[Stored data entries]
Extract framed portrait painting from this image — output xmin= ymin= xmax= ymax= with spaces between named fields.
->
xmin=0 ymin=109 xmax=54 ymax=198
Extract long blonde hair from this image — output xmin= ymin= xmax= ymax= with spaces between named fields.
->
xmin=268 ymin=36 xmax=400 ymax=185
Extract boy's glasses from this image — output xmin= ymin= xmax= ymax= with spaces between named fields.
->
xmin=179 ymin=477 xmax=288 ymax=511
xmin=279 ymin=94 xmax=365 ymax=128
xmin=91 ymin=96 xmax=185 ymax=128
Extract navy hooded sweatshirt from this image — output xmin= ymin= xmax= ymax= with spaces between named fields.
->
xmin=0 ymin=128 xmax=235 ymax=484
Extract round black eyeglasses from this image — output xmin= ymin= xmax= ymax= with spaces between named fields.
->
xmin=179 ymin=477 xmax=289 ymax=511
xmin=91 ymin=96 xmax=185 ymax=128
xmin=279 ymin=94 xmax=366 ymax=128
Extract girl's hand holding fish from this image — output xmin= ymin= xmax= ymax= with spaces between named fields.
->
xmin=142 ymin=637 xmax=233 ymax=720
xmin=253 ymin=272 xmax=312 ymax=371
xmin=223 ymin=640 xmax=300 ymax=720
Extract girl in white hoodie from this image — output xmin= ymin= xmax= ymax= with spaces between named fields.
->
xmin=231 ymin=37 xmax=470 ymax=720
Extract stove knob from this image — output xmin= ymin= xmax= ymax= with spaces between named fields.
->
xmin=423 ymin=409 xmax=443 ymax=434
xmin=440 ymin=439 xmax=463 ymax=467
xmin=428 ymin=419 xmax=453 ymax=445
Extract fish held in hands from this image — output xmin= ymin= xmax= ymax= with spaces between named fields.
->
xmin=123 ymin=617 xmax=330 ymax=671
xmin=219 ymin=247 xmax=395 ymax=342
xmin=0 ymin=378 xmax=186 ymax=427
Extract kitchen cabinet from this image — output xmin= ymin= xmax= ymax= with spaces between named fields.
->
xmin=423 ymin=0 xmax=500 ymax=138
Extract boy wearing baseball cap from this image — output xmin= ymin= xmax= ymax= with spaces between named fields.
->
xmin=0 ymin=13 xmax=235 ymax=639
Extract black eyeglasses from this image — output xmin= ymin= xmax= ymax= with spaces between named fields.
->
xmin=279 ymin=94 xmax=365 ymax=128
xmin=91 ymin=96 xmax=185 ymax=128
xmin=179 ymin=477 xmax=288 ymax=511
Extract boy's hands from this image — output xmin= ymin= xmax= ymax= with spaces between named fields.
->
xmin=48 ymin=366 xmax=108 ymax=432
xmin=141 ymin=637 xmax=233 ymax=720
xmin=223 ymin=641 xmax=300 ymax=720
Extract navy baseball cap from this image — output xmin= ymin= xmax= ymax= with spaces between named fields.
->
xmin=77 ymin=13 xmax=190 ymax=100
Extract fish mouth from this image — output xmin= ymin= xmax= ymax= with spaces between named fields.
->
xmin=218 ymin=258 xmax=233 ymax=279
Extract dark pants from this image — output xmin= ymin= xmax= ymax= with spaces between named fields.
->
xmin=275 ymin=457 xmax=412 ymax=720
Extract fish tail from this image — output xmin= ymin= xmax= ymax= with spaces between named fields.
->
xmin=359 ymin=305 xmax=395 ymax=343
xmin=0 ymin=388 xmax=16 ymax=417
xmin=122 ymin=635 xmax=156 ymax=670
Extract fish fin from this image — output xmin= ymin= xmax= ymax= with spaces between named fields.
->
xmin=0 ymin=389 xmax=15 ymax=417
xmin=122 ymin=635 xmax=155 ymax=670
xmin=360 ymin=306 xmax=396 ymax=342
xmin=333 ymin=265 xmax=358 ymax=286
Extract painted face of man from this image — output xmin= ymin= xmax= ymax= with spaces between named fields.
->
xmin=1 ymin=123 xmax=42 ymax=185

_WORK REQUIRED_. Repeat the lines from the first one in the records through the line containing "Extract girl in", exactly as written, and nothing else.

_SOLUTION FOR THIS PROBLEM_.
Extract framed portrait painting from this image — output xmin= ymin= xmax= ymax= with spaces between named fields.
->
xmin=0 ymin=109 xmax=54 ymax=198
Extract long blonde hair from this image — output xmin= ymin= xmax= ymax= with spaces between named fields.
->
xmin=268 ymin=36 xmax=400 ymax=185
Extract boy's glasses from this image — output xmin= ymin= xmax= ymax= with spaces between named fields.
->
xmin=179 ymin=477 xmax=288 ymax=511
xmin=279 ymin=94 xmax=365 ymax=128
xmin=91 ymin=96 xmax=185 ymax=128
Extract navy hooded sweatshirt from this image — output xmin= ymin= xmax= ymax= with spaces between named fields.
->
xmin=0 ymin=128 xmax=235 ymax=484
Extract round black eyeglasses from this image — output xmin= ymin= xmax= ymax= with spaces between named fields.
->
xmin=179 ymin=477 xmax=289 ymax=511
xmin=91 ymin=96 xmax=185 ymax=128
xmin=279 ymin=94 xmax=366 ymax=128
Extract girl's hand holding fish from this image — output xmin= ymin= xmax= ymax= with spaces between named fields.
->
xmin=142 ymin=637 xmax=233 ymax=720
xmin=253 ymin=272 xmax=312 ymax=371
xmin=223 ymin=640 xmax=300 ymax=720
Extract girl in white hoodie from this image — output xmin= ymin= xmax= ymax= with spaces between named fields.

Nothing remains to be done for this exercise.